- [Challenge 1] According to the article, who is the technical guru who worked with Jack Fowler on the Woody Guthrie painting?

======== Selection

This Capitol is your Capitol, this Capitol is my Capitol.
That’s the bastardized ditty I hum to myself every time I experience plumbing problems and drive two miles east to ingratiate myself with 23rd & Lincoln’s fabulous public restrooms.
It also seemed fitting Monday night when local artist Jack Fowler and technical guru Stephen Tyler digitally slapped an enormous painting of Woody Guthrie on the side of the Oklahoma State Capitol.
“I feel like I need to do something besides vote. This is something I can do,” Fowler said, sitting on a stone bench more than 100 yards from a white tarp covering the north side of the people’s house during renovations. “I hope it inspires some conversation, and I hope the people inside this building notice it.”
Legislators, lobbyists, state employees and others may get a chance to notice it every night for the immediate future, as Fowler and Tyler intend to return each night “for a while.”

================
======== The records

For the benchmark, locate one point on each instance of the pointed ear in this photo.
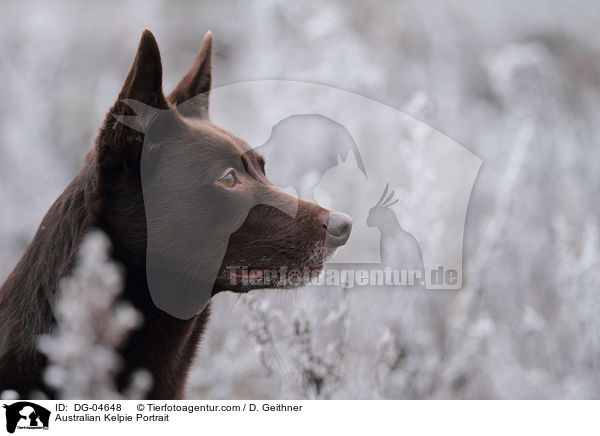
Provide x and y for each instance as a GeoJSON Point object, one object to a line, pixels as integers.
{"type": "Point", "coordinates": [142, 85]}
{"type": "Point", "coordinates": [144, 81]}
{"type": "Point", "coordinates": [194, 87]}
{"type": "Point", "coordinates": [139, 101]}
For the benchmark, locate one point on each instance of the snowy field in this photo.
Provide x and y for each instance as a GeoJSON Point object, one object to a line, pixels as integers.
{"type": "Point", "coordinates": [516, 83]}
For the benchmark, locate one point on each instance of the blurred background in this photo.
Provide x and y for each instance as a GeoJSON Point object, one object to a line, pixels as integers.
{"type": "Point", "coordinates": [516, 83]}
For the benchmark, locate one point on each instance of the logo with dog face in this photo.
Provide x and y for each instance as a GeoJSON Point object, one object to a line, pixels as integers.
{"type": "Point", "coordinates": [213, 220]}
{"type": "Point", "coordinates": [26, 415]}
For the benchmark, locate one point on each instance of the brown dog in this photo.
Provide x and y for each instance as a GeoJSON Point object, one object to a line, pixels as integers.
{"type": "Point", "coordinates": [214, 190]}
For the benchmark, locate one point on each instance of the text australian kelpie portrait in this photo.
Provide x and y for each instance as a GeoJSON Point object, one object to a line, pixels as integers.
{"type": "Point", "coordinates": [190, 213]}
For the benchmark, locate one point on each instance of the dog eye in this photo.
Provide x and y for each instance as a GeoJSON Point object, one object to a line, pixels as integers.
{"type": "Point", "coordinates": [229, 180]}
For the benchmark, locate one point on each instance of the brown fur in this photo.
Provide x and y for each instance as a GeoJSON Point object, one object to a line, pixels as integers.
{"type": "Point", "coordinates": [107, 194]}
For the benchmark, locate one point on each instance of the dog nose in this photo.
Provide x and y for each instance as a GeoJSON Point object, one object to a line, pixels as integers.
{"type": "Point", "coordinates": [339, 226]}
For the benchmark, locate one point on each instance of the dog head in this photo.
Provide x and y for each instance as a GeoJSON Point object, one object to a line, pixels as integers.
{"type": "Point", "coordinates": [191, 203]}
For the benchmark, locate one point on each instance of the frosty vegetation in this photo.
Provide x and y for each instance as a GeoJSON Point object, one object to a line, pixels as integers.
{"type": "Point", "coordinates": [517, 84]}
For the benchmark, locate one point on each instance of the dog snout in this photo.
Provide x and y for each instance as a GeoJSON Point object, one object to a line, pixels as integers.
{"type": "Point", "coordinates": [338, 226]}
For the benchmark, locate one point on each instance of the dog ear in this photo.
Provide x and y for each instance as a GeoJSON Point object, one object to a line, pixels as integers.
{"type": "Point", "coordinates": [140, 100]}
{"type": "Point", "coordinates": [141, 95]}
{"type": "Point", "coordinates": [191, 93]}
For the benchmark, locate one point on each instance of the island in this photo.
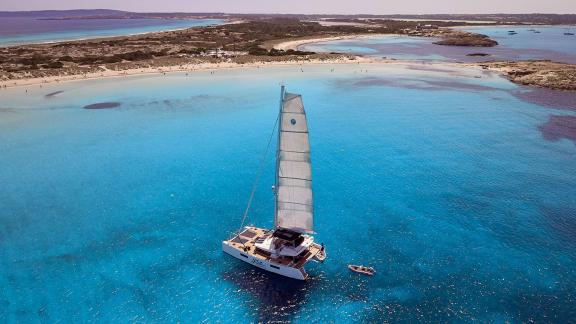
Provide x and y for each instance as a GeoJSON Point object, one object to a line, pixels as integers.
{"type": "Point", "coordinates": [254, 40]}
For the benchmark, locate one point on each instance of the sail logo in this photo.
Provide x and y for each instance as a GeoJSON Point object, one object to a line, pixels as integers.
{"type": "Point", "coordinates": [257, 262]}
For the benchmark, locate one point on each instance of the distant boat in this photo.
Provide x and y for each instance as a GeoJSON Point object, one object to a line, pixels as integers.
{"type": "Point", "coordinates": [290, 245]}
{"type": "Point", "coordinates": [362, 269]}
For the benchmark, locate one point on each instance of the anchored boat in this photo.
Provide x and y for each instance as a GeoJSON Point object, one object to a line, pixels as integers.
{"type": "Point", "coordinates": [362, 269]}
{"type": "Point", "coordinates": [287, 247]}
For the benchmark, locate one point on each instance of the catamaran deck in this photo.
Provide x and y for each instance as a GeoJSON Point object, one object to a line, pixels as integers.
{"type": "Point", "coordinates": [246, 243]}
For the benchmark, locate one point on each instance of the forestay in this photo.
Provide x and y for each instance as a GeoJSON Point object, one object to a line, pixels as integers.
{"type": "Point", "coordinates": [294, 177]}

================

- [Challenge 2] Reproduce the rows verbatim, starting at the line that contains "anchored boat in this photo." and continuing through the final line of the rows.

- [Correct result 1] Stephen Tyler

- [Correct result 2]
For the benchmark, locate one point on each instance of the anchored boat in this photo.
Provide x and y for each instance as a GeoJSON Point object, one object to a line, pixels as integers.
{"type": "Point", "coordinates": [362, 269]}
{"type": "Point", "coordinates": [287, 247]}
For the benchmark, locate one point on each instance of the catamaran deck in this photo.
Provide x and y for each instance as a GeoJSON Point object, one object to a line, pixels as integers.
{"type": "Point", "coordinates": [246, 243]}
For the benchmark, locate one point on each instance of the forestay in this photo.
Provide x and y for each instance as a GeoJSON Point object, one object to a line, pixels as integers.
{"type": "Point", "coordinates": [294, 177]}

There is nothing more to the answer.